● **Required task**
Switch "red coverall" to "blue coverall" in the stretch of the material from the line containing "Query: worker in red coverall" through the line containing "POLYGON ((232 50, 216". Reproduce only those lines, leaving everything else unchanged.
◆ ◆ ◆ ◆ ◆ ◆ ◆
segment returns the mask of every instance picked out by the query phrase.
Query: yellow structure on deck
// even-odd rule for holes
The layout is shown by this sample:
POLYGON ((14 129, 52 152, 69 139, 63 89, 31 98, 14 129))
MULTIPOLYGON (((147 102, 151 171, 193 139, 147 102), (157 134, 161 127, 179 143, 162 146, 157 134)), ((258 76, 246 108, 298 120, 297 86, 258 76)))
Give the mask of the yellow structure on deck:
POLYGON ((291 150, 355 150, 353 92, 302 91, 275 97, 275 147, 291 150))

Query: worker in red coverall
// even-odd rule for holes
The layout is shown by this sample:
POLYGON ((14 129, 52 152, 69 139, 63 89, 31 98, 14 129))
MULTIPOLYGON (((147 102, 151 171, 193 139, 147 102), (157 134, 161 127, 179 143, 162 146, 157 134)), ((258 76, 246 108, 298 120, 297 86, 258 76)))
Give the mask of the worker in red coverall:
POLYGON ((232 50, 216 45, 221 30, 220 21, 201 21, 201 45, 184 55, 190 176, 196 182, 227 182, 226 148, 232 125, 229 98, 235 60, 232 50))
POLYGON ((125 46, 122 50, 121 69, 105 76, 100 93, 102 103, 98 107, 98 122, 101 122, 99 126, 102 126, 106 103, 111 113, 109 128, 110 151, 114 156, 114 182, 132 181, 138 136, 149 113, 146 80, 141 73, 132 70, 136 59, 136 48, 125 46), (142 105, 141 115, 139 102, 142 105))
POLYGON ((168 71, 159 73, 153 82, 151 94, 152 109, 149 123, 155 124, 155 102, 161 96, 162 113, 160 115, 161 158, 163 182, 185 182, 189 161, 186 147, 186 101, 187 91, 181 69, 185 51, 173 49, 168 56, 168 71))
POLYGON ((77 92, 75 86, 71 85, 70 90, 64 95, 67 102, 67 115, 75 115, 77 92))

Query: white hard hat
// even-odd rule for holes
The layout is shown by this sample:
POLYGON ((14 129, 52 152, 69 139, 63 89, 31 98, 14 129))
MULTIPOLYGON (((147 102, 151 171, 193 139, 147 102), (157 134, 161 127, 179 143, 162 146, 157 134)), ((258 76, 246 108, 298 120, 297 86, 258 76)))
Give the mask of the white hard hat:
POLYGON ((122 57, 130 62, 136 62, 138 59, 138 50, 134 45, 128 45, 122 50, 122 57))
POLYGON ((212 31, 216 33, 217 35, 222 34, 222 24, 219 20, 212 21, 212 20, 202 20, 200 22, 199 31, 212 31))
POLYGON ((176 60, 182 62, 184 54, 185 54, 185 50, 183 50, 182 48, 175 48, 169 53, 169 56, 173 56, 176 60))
◆ ◆ ◆ ◆ ◆ ◆ ◆
● **Answer in full**
Query: worker in blue coverall
// even-odd rule for holes
The layout is shown by this sample:
POLYGON ((14 129, 52 152, 69 139, 63 89, 31 98, 14 129))
MULTIPOLYGON (((147 102, 151 171, 193 139, 147 102), (157 134, 161 127, 179 143, 162 146, 157 134)), ((258 76, 246 108, 298 120, 297 86, 258 76)))
Give the mask of the worker in blue coverall:
POLYGON ((232 50, 216 45, 221 30, 220 21, 201 21, 201 45, 184 55, 190 176, 196 182, 227 182, 226 148, 232 125, 229 98, 235 60, 232 50))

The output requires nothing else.